__WHAT YOU NEED TO DO__
For the records below, count the lines containing the word "exactly" and reply with the number alone.
--- EXTRACTED DATA Enclosed Below ---
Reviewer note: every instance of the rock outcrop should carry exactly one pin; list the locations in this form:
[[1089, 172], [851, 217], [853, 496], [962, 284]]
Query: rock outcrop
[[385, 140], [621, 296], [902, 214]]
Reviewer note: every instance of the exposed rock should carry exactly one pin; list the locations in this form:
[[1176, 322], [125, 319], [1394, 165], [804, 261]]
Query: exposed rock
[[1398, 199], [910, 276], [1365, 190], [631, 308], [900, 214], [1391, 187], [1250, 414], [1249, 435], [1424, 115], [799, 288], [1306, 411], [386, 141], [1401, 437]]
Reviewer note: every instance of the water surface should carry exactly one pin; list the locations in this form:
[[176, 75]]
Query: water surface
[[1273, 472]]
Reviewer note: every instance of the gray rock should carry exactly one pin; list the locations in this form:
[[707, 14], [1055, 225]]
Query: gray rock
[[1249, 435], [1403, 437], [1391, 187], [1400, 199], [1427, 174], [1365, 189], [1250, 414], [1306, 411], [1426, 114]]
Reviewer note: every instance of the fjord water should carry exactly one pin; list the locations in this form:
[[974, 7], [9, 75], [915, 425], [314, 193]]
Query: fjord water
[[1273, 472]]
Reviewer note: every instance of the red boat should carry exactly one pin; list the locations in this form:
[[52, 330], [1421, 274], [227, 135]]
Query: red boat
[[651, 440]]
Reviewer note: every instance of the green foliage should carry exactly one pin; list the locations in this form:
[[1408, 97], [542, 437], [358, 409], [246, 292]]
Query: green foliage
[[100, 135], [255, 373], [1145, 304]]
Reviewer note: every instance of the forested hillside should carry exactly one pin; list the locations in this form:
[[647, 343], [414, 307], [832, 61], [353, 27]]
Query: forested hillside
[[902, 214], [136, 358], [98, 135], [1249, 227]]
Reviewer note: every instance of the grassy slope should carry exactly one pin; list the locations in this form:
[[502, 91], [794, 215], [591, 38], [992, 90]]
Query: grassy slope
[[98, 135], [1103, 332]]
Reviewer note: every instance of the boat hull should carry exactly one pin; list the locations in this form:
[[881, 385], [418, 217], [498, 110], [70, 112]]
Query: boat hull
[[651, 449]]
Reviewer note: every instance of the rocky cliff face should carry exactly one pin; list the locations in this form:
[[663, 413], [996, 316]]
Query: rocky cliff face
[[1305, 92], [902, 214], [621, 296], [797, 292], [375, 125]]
--- End of Enclosed EXTRACTED DATA ---
__YOUR SOLUTION__
11